(Texto apresentado)
#####

As bicicletas da infância

O jornalista Fábio Trancolin conta um pouco da história de Rio Verde em crônicas


Quem nunca levou um tombo de bicicleta é porque nunca andou em uma. Eu aprendi a andar numa bicicleta Caloi azul no pátio do Colégio Martins Borges, o pai comprou uma usada, era uma pequena que ele nos deu, ‘pra mim’ e o Jairinho. Antes nos pegávamos a bicicleta do Waldomiro, e saímos empurrando, primeiro porque era grande, então só empurrávamos, ele comentava, ‘que graça tem ficar empurrando?’... Menino sabe a graça que tem... Essa ‘magrelinha’ chegou lá em casa, não tinha mais para-lamas, ela já estava bem ‘esfoladinha’, mas era uma bicicleta. Nós pegávamos e levamos para a marcenaria, e o nosso amigo Eraldo que me ensinou a equilibrar e andar. Não tive rodinhas de apoio, não tive essa fase. Fui naquela ‘empurra e vai, cai e levanta’. E foram alguns tombos. Mas depois que pega o jeito tudo se torna mais fácil.

#####

(Objetivo declarado 1) Reproduza fielmente o trecho da crônica sobre as bicicletas da infância que vai de "Quem nunca levou" até "torna mais fácil.".
(Objetivo declarado 2) Indique se cada afirmação concorda com a crônica sobre as bicicletas da infância, respondendo sim ou não e citando as palavras do texto que decidem a questão: (a) Quem narra aprendeu a andar usando rodinhas de apoio. (b) A bicicleta que o pai comprou era usada. (c) A bicicleta do Waldomiro era pequena.
(Objetivo declarado 3) Segundo a crônica sobre as bicicletas da infância, em que lugar quem narra aprendeu a andar de bicicleta?

(Trecho dos dados)
#####

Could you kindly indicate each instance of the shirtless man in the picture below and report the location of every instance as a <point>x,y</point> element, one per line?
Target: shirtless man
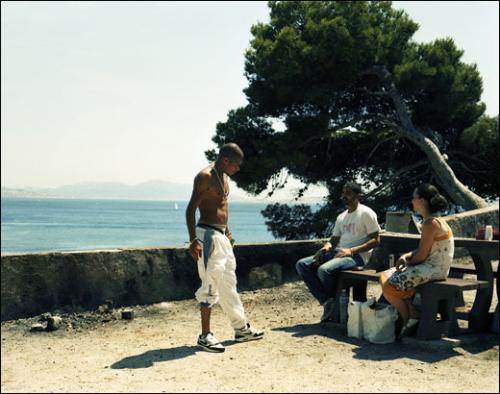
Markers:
<point>210,245</point>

#####

(Resposta completa 1)
Quem nunca levou um tombo de bicicleta é porque nunca andou em uma. Eu aprendi a andar numa bicicleta Caloi azul no pátio do Colégio Martins Borges, o pai comprou uma usada, era uma pequena que ele nos deu, ‘pra mim’ e o Jairinho. Antes nos pegávamos a bicicleta do Waldomiro, e saímos empurrando, primeiro porque era grande, então só empurrávamos, ele comentava, ‘que graça tem ficar empurrando?’... Menino sabe a graça que tem... Essa ‘magrelinha’ chegou lá em casa, não tinha mais para-lamas, ela já estava bem ‘esfoladinha’, mas era uma bicicleta. Nós pegávamos e levamos para a marcenaria, e o nosso amigo Eraldo que me ensinou a equilibrar e andar. Não tive rodinhas de apoio, não tive essa fase. Fui naquela ‘empurra e vai, cai e levanta’. E foram alguns tombos. Mas depois que pega o jeito tudo se torna mais fácil.

(Resposta completa 2)
(a) Não: "Não tive rodinhas de apoio, não tive essa fase."
(b) Sim: "o pai comprou uma usada"
(c) Não: "primeiro porque era grande"

(Resposta completa 3) No pátio do Colégio Martins Borges.